- GIVEN INSTRUCTION:
Please repeat all of the material below, line for line and without any change.

- RAW RECORDS:
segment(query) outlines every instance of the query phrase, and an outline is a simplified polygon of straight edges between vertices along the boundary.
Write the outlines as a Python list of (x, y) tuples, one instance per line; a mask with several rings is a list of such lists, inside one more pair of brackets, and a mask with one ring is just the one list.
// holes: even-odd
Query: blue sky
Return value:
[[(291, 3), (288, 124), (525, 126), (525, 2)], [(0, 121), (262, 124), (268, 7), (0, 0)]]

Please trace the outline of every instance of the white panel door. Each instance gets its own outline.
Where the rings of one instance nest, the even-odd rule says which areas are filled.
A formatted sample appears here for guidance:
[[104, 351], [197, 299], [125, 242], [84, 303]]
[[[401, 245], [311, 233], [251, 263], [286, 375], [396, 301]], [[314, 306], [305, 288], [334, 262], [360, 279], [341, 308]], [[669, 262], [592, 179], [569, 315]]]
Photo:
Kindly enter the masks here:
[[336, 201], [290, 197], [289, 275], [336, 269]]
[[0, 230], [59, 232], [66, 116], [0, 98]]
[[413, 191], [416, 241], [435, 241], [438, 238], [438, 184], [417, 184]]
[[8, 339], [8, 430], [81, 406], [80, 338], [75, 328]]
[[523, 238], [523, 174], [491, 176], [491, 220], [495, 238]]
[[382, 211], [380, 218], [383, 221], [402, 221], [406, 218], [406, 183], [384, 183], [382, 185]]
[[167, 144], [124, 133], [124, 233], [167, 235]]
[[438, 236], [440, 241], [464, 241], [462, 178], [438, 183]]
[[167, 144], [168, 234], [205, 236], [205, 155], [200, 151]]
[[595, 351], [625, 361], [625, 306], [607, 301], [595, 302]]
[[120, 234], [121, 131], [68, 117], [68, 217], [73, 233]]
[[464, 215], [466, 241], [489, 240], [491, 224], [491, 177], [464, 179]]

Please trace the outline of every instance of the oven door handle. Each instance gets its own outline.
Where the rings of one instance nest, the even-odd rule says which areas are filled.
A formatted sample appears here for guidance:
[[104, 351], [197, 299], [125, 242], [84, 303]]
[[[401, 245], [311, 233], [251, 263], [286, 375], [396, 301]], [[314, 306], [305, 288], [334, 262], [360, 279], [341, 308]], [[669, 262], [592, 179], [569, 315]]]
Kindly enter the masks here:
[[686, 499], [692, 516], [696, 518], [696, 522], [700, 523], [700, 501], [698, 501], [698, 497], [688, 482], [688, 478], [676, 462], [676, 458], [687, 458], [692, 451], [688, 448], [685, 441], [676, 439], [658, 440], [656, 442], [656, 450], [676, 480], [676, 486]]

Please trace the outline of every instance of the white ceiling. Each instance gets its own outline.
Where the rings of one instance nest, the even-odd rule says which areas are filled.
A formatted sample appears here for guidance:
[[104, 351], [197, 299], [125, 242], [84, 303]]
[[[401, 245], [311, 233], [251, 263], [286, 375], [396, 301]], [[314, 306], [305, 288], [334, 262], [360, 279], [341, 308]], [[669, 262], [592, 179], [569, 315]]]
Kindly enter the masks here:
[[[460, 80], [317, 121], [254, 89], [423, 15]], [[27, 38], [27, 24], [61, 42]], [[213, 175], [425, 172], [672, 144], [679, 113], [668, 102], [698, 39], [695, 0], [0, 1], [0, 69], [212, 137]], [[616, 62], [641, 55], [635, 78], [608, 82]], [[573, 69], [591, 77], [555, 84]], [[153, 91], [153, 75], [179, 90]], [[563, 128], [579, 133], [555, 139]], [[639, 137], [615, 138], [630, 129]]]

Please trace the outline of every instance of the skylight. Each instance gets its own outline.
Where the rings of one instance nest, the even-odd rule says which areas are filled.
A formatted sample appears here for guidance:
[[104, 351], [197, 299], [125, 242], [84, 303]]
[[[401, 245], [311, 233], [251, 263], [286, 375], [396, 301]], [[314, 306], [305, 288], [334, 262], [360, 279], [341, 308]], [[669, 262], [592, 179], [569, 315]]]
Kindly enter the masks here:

- RESPONSE TO THIS EXERCISE:
segment(query) outlines every instance of the query phrase, and an outline is a simplified polygon of straight edges between vertices along the boundary.
Write the outlines as a Python list of (x, y) tuples, one instance per line; a mask with several rings is a list of such lists, inside one more pair of brackets, and a mask with one ring is just the one list.
// holes: even-odd
Query: blue sky
Return value:
[[(291, 3), (288, 124), (525, 126), (525, 2)], [(0, 121), (262, 124), (268, 7), (0, 0)]]

Please trace the outline of every instance of the white panel door. Each instance gets its own outline.
Where the rings of one instance nest, the even-odd rule says which areas are filled.
A formatted sample appears here for guidance:
[[104, 351], [197, 299], [125, 242], [84, 303]]
[[[401, 245], [311, 233], [251, 263], [286, 375], [396, 301]], [[314, 306], [305, 288], [334, 262], [360, 279], [341, 308]], [[669, 262], [592, 179], [569, 315]]]
Photo:
Kindly enter the masks here:
[[336, 201], [290, 197], [289, 275], [336, 269]]
[[0, 230], [59, 232], [66, 116], [0, 98]]
[[413, 191], [416, 241], [435, 241], [438, 238], [438, 184], [417, 184]]
[[8, 339], [8, 430], [81, 406], [80, 338], [75, 328]]
[[523, 238], [523, 174], [491, 176], [491, 220], [495, 238]]
[[382, 211], [380, 218], [383, 221], [402, 221], [406, 218], [406, 183], [384, 183], [382, 185]]
[[167, 144], [124, 133], [124, 233], [167, 235]]
[[438, 236], [440, 241], [464, 241], [462, 178], [438, 183]]
[[167, 144], [168, 234], [205, 236], [205, 155], [200, 151]]
[[595, 351], [625, 361], [625, 306], [607, 301], [595, 302]]
[[120, 234], [121, 131], [68, 117], [68, 217], [73, 233]]
[[464, 215], [466, 241], [489, 240], [491, 224], [491, 177], [464, 179]]

Please trace the outline of every instance of the oven door handle. Each instance gets its own outline.
Where the rings of one instance nest, the even-odd rule says which areas are filled.
A formatted sample appears here for guidance:
[[104, 351], [197, 299], [125, 242], [84, 303]]
[[[401, 245], [311, 233], [251, 263], [286, 375], [396, 301]], [[314, 306], [305, 288], [334, 262], [360, 279], [341, 308]], [[669, 262], [592, 179], [569, 315]]]
Kindly enter the masks here:
[[686, 499], [692, 516], [696, 518], [696, 522], [700, 523], [700, 501], [698, 501], [698, 497], [688, 482], [688, 478], [676, 462], [676, 458], [687, 458], [692, 451], [688, 448], [685, 441], [676, 439], [658, 440], [656, 442], [656, 450], [676, 480], [676, 486]]

Please trace the outline of every instance of the white ceiling. Each instance gets its own outline.
Where the rings of one instance nest, the even-odd rule says which areas are filled.
A formatted sample appears here for guidance:
[[104, 351], [197, 299], [125, 242], [84, 303]]
[[[401, 245], [311, 233], [251, 263], [286, 375], [396, 301]], [[314, 306], [305, 288], [334, 262], [360, 279], [341, 308]], [[669, 262], [592, 179], [569, 315]]]
Kindly enter the masks here:
[[[460, 80], [317, 121], [254, 89], [423, 15]], [[27, 38], [27, 24], [61, 42]], [[213, 175], [425, 172], [672, 144], [679, 113], [668, 102], [698, 39], [695, 0], [0, 1], [0, 69], [212, 137]], [[616, 62], [641, 55], [635, 78], [608, 82]], [[573, 69], [591, 77], [555, 84]], [[153, 91], [153, 75], [179, 90]], [[563, 128], [579, 133], [555, 139]], [[639, 137], [615, 138], [630, 129]]]

Please trace the outline of every instance of the skylight. Each instance gets its own outline.
Where the rings of one instance nest, the even-odd rule says which areas are filled.
A formatted sample appears here for guidance:
[[104, 351], [197, 299], [125, 242], [84, 303]]
[[[401, 245], [311, 233], [251, 263], [286, 375], [396, 301]], [[314, 306], [305, 288], [334, 262], [360, 279], [341, 308]], [[669, 262], [592, 179], [569, 315]]]
Kindly enter the masks here:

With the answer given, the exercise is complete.